→ **Texto para leer**
****************************************

Ante la ausencia de palabras y de pensamientos aparece nuestro cuerpo. Como cuando fuimos bebés y todavía no accedíamos al lenguaje. Otras semióticas que persisten a lo largo del tiempo. El cuerpo al servicio de la mente y la mente al servicio del cuerpo. Afectaciones recíprocas e inseparables.
El cuerpo expresa todo aquello que es tan fuerte, que nos cuesta nombrar. Aquello que no le contamos a nadie o que omitimos, como si nunca hubiese pasado.
¿Cómo hacer para no cargar a nuestro cuerpo?
La respuesta parece sencilla, aunque no lo es: hablar. Empezar a poner en palabras nuestros sufrimientos. Escribir lo que nos ocurre, conversarlo con alguien. Identificar nuestras emociones y darles un espacio en nuestra mente. Acoger esas emociones, en vez de fingir que nada nos afecta. Así, poco a poco, ir liberando nuestro cuerpo, que no sea más prisionero de nuestra mente. Apropiarnos de nuestro movimiento, del lugar que habitamos.

****************************************

→ **Lista de tareas**
A: Repite el tramo del texto sobre el cuerpo y la mente que va desde "La respuesta parece" hasta "lugar que habitamos.".
B: En el texto sobre el cuerpo y la mente, ¿qué respuesta se da a cómo hacer para no cargar a nuestro cuerpo?
C: Retoma el texto sobre el cuerpo y la mente después de su última oración.
Los registros proceden de otra fuente.

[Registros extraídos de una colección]
****************************************

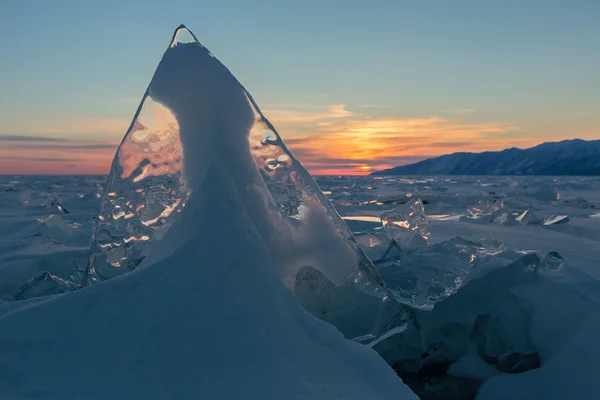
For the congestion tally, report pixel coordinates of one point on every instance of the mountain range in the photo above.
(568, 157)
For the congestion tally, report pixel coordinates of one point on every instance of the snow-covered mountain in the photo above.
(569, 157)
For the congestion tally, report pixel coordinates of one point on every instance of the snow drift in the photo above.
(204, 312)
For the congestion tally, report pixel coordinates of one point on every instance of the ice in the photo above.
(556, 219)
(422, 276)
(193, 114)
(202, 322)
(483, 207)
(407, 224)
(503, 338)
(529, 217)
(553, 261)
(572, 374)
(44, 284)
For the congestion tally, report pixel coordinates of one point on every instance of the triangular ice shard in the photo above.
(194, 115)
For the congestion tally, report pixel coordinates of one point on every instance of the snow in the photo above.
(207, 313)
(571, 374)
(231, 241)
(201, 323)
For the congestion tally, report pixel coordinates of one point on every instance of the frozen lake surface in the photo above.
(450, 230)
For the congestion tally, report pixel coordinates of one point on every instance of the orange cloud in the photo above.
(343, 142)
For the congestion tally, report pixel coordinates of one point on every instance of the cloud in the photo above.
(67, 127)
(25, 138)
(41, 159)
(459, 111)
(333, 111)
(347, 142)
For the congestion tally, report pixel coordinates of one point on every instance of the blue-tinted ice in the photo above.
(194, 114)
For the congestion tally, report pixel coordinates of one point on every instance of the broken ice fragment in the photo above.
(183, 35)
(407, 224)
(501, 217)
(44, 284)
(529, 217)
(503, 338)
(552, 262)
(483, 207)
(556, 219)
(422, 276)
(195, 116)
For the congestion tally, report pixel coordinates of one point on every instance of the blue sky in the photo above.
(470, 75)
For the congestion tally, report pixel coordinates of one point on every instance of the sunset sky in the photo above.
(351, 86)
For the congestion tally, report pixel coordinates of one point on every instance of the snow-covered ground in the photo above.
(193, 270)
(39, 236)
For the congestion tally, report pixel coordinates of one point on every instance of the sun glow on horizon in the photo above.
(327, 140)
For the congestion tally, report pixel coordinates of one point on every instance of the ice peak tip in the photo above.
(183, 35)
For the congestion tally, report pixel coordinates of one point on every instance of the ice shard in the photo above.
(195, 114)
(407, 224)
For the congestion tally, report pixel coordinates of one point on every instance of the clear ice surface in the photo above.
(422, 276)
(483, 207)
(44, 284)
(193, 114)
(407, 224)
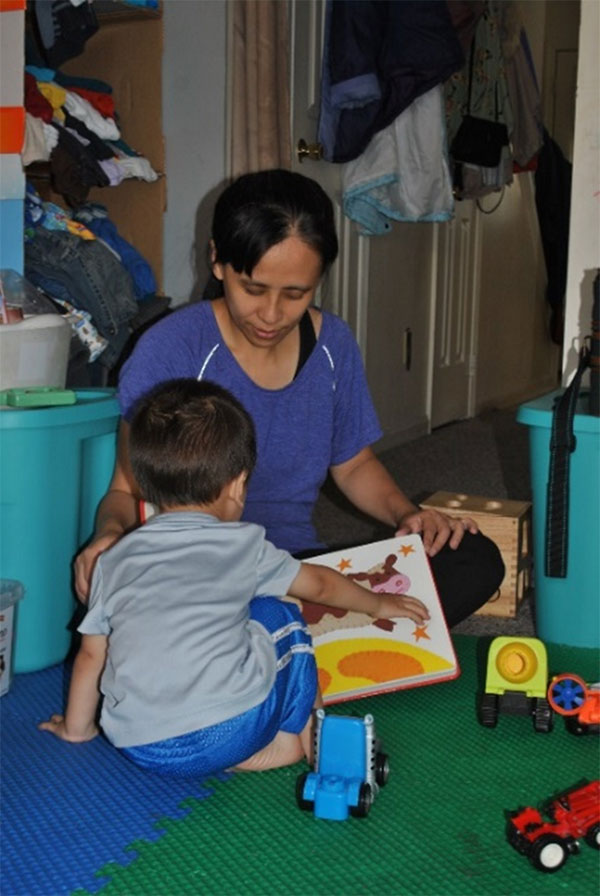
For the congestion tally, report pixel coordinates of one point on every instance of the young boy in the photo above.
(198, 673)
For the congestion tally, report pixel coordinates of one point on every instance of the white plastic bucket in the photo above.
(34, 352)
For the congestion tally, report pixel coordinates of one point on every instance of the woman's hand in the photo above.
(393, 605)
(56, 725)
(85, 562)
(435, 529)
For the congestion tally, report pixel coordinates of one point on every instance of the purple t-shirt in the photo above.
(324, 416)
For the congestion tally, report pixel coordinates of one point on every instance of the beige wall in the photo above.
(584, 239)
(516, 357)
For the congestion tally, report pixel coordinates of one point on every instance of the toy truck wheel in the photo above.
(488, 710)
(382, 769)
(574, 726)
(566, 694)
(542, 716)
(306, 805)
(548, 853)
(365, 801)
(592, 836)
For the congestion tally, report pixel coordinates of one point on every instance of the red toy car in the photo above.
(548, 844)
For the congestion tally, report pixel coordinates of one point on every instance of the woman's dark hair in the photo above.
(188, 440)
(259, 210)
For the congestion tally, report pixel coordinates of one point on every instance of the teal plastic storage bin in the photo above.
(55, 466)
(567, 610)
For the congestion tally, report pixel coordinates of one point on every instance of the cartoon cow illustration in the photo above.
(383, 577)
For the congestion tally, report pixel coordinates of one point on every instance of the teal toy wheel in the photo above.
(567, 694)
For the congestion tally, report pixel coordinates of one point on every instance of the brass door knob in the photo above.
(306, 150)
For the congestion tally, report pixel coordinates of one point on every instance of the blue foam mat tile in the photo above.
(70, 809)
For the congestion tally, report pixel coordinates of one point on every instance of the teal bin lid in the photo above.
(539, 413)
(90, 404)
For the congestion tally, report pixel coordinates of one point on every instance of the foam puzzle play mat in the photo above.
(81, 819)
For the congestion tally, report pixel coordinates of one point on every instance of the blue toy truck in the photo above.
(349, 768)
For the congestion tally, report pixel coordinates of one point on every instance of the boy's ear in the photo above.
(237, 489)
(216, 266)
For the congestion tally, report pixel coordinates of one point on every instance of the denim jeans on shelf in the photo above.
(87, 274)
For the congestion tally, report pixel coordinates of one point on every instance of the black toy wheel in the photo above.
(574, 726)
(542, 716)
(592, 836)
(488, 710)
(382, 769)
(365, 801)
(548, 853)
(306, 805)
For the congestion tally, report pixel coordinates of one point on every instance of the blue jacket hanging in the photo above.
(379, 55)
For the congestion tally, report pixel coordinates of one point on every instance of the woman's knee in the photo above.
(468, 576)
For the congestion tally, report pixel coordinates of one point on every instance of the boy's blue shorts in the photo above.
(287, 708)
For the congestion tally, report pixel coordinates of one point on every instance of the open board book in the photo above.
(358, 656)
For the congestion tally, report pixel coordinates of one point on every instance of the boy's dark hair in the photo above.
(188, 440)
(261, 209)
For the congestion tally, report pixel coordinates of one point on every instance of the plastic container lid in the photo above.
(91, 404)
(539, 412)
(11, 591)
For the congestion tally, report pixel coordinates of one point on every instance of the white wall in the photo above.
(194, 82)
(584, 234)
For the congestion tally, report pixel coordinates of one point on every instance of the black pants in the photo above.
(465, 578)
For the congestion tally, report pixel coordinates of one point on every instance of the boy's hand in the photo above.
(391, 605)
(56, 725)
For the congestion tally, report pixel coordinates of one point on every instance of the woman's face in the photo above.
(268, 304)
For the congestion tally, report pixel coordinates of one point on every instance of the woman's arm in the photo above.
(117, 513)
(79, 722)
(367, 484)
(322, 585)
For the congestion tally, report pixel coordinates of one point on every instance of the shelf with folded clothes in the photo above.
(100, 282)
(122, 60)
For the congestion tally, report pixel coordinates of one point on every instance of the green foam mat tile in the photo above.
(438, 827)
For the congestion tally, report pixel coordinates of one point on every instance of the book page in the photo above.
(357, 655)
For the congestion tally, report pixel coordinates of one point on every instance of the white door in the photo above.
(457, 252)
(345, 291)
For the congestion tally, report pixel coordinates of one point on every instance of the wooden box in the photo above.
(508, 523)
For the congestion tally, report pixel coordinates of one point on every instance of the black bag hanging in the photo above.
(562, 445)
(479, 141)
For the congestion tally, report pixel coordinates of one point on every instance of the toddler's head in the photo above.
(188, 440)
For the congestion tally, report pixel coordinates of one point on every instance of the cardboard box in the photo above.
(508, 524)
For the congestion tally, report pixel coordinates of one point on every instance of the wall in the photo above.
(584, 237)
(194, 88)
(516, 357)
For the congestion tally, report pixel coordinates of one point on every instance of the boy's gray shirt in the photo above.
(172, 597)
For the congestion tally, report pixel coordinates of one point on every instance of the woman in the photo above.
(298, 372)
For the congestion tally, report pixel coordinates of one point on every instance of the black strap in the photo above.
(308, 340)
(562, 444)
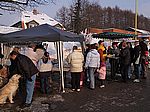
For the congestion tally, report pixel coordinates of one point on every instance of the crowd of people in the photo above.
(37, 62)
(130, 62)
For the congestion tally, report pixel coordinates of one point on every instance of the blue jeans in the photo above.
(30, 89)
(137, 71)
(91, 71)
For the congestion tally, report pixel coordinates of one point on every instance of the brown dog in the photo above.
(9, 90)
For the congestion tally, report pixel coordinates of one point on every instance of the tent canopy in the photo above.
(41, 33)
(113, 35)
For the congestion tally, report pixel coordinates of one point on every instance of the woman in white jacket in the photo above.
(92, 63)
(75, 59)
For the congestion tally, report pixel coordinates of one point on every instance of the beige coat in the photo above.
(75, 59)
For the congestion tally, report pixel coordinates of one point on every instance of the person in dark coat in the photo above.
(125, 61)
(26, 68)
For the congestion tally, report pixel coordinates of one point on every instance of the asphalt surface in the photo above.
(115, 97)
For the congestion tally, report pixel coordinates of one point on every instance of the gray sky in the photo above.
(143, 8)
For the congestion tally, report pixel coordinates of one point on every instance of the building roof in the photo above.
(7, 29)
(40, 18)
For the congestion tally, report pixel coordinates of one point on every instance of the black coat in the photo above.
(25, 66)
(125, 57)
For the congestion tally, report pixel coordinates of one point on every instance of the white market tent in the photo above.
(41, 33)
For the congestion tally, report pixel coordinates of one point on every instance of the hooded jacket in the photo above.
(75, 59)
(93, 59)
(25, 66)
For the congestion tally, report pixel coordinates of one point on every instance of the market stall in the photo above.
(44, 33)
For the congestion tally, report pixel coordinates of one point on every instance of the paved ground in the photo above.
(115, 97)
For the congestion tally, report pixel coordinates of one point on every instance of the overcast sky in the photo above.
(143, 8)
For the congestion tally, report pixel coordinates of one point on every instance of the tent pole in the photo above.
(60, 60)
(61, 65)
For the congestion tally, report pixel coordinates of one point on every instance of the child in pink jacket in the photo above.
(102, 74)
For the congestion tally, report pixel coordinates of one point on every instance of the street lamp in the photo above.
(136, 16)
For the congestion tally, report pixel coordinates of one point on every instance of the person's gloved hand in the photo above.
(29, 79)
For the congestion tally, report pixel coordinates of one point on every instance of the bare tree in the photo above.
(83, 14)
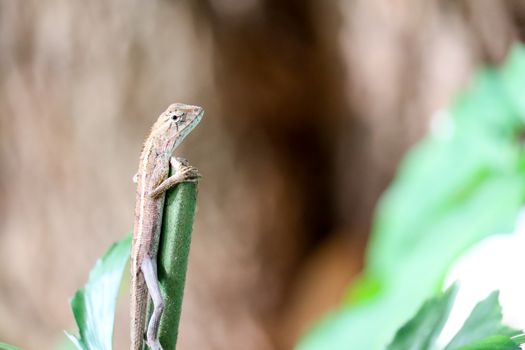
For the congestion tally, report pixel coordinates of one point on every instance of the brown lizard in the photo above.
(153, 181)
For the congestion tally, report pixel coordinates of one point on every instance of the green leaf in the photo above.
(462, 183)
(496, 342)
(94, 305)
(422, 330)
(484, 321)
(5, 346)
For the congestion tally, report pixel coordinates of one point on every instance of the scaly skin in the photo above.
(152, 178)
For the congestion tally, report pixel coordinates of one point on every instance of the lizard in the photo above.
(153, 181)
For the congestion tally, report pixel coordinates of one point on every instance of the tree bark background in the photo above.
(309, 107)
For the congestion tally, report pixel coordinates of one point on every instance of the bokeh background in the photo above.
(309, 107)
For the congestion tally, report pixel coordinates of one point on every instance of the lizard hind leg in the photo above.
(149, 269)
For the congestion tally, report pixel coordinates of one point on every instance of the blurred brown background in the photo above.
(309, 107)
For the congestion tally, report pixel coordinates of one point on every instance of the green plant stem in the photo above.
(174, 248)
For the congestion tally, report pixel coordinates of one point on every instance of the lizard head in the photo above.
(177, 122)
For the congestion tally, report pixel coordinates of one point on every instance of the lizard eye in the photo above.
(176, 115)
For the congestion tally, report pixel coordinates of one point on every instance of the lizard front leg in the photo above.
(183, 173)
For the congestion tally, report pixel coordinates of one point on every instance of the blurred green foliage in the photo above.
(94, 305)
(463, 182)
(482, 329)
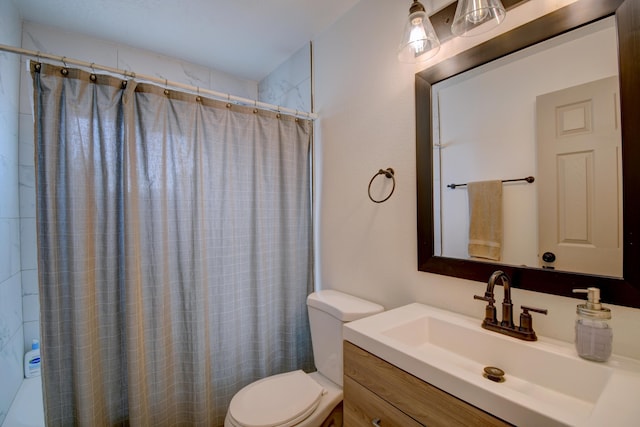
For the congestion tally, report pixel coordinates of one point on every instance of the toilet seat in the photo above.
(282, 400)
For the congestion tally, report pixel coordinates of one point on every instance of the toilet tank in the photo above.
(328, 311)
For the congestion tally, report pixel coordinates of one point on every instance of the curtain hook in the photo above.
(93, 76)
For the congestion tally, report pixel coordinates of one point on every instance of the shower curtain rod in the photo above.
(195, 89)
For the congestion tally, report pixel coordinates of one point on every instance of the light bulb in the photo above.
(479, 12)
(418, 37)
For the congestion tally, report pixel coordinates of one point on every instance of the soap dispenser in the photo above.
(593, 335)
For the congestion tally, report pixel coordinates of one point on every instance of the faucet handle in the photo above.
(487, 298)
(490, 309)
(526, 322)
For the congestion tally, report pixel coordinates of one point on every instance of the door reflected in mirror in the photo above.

****************************************

→ **Resultados obtenidos**
A:
La respuesta parece sencilla, aunque no lo es: hablar. Empezar a poner en palabras nuestros sufrimientos. Escribir lo que nos ocurre, conversarlo con alguien. Identificar nuestras emociones y darles un espacio en nuestra mente. Acoger esas emociones, en vez de fingir que nada nos afecta. Así, poco a poco, ir liberando nuestro cuerpo, que no sea más prisionero de nuestra mente. Apropiarnos de nuestro movimiento, del lugar que habitamos.

B: Hablar.

C:
Hablar es cuidar nuestro cuerpo, cuidarnos a nosotros mismos. Pero no hablar por hablar. Hablar y reflexionar sobre eso que decimos. Se puede hablar, vomitar palabras una tras otras, para llenar el silencio y, sin embargo, no haber pensado nada. En cambio, hablar e ir reflexionando es una acción muy distinta y valiosa.
Empecemos a pensar, a ponerle palabras a lo que vamos viviendo. Dejemos de poner tanto el cuerpo, de sacrificarlo de ese modo.